_What is needed_.
Please pull out the data from its first line through the line that contains "[[[497,330],[497,230],[493,234],[494,256],[494,330]]]", and reproduce those lines without any change.

* start *

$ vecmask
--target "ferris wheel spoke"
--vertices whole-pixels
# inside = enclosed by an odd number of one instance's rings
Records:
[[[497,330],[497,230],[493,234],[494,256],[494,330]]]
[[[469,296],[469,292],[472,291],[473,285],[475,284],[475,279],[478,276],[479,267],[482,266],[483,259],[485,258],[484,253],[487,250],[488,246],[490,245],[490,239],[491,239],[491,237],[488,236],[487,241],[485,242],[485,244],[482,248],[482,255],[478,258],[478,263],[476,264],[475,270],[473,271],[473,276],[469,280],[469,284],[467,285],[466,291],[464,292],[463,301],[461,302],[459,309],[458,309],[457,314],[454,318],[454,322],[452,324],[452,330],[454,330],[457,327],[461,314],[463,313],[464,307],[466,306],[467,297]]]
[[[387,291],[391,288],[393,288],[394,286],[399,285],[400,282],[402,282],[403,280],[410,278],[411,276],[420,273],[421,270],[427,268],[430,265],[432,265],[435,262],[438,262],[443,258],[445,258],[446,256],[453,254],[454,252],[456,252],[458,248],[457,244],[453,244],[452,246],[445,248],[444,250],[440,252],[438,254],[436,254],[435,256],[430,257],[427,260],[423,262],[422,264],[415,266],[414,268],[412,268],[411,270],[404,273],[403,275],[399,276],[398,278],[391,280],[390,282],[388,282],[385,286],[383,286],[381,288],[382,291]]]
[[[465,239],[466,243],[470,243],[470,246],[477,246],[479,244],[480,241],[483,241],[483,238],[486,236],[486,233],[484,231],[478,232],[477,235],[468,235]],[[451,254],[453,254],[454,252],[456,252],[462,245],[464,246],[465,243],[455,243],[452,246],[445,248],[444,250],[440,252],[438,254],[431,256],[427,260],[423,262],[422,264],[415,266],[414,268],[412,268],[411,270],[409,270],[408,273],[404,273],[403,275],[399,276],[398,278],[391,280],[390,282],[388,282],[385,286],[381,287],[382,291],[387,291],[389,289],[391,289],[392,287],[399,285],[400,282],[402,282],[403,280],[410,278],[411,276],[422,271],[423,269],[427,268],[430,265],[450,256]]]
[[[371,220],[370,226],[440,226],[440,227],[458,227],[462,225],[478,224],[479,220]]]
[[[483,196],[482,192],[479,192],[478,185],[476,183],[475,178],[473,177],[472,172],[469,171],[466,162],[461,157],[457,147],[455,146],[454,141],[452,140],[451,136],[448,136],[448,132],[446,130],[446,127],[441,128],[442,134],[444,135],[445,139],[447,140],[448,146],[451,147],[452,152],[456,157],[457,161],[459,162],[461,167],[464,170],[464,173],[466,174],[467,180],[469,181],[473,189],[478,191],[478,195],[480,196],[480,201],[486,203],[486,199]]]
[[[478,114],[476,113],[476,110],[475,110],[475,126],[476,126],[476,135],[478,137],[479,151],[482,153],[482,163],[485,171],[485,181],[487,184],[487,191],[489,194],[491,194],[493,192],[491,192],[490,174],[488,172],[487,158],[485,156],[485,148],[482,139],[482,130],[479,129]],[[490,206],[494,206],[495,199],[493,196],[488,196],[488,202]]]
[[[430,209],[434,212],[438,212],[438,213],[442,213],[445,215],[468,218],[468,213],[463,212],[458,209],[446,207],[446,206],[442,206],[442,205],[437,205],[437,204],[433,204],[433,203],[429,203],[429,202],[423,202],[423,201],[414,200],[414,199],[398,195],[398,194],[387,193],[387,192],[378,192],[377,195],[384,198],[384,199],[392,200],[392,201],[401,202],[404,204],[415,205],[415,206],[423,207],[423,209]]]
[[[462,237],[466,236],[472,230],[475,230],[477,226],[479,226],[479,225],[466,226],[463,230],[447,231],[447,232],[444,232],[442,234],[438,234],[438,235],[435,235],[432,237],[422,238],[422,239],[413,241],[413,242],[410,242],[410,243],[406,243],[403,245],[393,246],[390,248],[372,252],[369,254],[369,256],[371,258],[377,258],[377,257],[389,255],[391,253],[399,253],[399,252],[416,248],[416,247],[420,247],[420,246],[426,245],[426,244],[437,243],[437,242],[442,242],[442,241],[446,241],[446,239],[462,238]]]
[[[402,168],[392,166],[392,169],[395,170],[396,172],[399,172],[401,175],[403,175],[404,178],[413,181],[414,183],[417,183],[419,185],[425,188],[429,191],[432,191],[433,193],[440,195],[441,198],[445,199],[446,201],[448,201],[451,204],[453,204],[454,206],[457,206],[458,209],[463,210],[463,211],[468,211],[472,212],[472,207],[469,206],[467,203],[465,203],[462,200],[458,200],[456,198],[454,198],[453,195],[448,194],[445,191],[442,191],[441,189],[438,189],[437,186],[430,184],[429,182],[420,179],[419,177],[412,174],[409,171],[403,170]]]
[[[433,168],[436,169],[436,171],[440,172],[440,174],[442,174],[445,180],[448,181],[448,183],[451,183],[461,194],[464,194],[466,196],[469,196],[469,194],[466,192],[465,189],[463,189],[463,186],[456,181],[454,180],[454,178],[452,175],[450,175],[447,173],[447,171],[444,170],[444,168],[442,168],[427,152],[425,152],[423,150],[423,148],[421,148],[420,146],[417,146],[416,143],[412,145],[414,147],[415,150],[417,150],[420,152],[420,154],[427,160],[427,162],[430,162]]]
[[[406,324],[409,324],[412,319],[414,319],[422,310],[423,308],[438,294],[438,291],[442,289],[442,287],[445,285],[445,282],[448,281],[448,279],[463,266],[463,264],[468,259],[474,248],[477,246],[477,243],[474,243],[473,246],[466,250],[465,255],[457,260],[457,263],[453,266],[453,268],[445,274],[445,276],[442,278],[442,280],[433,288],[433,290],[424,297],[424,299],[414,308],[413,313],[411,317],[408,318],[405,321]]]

* end *

_Written response_.
$ vecmask
--target "ferris wheel spoke"
--vertices whole-pixels
# inside = enclosed by an odd number of one instance's rings
Records:
[[[497,330],[497,230],[493,234],[494,256],[494,330]]]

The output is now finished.